## TASK DIRECTIONS
Please repeat, from the entries that follow, the lines from the one containing "Place one dot per instance of the eyebrow" through the one containing "Place one dot per instance of the plastic" exactly, adding nothing.

## DATASET

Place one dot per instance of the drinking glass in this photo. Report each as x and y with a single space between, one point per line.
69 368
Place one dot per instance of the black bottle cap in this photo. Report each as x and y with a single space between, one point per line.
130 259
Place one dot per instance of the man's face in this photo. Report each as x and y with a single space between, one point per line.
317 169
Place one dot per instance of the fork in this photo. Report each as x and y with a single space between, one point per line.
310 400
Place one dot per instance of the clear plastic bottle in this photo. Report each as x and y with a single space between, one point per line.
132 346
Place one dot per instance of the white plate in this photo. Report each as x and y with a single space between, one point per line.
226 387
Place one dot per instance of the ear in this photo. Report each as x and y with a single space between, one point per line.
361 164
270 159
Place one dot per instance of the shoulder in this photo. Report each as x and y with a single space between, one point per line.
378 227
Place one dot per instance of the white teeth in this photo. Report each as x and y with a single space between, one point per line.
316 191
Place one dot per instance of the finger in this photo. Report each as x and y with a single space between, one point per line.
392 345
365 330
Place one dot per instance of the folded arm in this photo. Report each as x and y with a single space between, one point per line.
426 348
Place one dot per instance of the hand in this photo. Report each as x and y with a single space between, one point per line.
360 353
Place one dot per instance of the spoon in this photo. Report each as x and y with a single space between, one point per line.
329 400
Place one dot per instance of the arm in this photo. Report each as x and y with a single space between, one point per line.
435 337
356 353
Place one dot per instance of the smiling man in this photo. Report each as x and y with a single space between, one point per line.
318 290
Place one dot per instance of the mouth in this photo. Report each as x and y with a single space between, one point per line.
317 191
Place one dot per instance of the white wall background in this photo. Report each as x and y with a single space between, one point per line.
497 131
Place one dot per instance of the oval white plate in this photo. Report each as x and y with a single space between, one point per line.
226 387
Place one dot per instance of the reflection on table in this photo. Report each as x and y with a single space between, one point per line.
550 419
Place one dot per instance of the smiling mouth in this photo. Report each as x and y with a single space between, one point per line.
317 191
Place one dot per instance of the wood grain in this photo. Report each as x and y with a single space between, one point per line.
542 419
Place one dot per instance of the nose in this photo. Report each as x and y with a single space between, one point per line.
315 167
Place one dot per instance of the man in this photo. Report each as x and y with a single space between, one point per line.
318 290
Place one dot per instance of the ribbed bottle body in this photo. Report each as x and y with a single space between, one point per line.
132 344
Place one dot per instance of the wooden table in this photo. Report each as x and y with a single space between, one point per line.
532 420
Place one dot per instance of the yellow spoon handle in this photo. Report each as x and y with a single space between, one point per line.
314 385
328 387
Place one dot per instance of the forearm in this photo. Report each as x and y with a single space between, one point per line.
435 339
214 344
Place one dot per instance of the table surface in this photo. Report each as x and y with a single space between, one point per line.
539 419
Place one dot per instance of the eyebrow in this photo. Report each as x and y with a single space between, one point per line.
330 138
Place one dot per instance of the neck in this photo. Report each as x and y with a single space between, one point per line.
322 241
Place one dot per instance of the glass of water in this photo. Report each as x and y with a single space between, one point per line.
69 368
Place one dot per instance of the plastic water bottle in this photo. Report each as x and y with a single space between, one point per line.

--

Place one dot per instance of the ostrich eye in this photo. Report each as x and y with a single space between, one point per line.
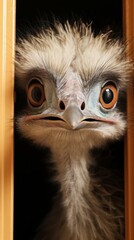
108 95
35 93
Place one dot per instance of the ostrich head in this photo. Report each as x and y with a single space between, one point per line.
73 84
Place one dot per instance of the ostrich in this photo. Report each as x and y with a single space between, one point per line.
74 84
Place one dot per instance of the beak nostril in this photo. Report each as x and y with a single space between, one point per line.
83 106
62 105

## SOLUTION FOR THIS PROBLEM
Place one dot per instance of the eyebrow in this photo. Report each as x and y with a single space between, one point per line.
330 138
Place one dot per instance of the neck in this photo. Report each as x and y with a single space between, one point per line.
322 241
Place one dot per instance of the glass of water in this photo. Report each as x and y with a single space between, one point per line.
69 368
Place one dot per instance of the plastic water bottle in this photo. Report each as x and y with a single space between, one point per line.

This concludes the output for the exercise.